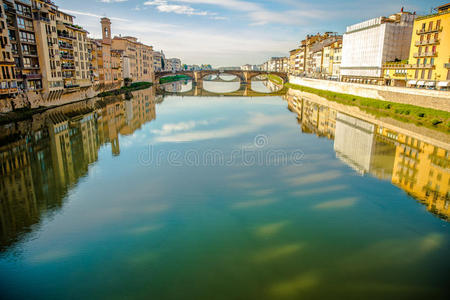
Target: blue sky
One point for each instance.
(230, 32)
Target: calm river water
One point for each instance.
(222, 197)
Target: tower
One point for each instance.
(106, 30)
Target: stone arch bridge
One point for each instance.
(198, 76)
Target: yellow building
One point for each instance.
(8, 83)
(137, 58)
(335, 59)
(428, 65)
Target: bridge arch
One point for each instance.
(159, 75)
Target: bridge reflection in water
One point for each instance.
(42, 159)
(416, 161)
(218, 86)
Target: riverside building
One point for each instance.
(369, 44)
(8, 83)
(428, 65)
(138, 58)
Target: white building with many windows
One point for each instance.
(368, 45)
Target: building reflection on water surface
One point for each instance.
(419, 168)
(41, 159)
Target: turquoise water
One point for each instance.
(216, 198)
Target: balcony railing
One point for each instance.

::::::::::

→ What you should do: Extract the full listing above verbatim; pictures are to be left out of the copy.

→ Written response:
Target: blue sky
One point for each instance.
(230, 32)
Target: calm river water
One point for each instance.
(222, 197)
Target: tower
One point for each instance.
(106, 30)
Target: stone arch bridge
One point for each instance.
(198, 76)
Target: yellow building
One point for each instance.
(8, 83)
(137, 58)
(335, 59)
(428, 65)
Target: bridge arch
One point for each instance.
(159, 75)
Target: bridge reflection in water
One point for each instance.
(42, 159)
(416, 161)
(218, 86)
Target: riverside building
One point for each instance.
(369, 44)
(8, 83)
(428, 65)
(138, 58)
Target: white building with many windows
One point for each instance.
(368, 45)
Target: building reflection on water surface
One point for each instance.
(419, 168)
(41, 159)
Target: turquoise water
One point for each instance.
(216, 198)
Target: balcony railing
One point for each instance.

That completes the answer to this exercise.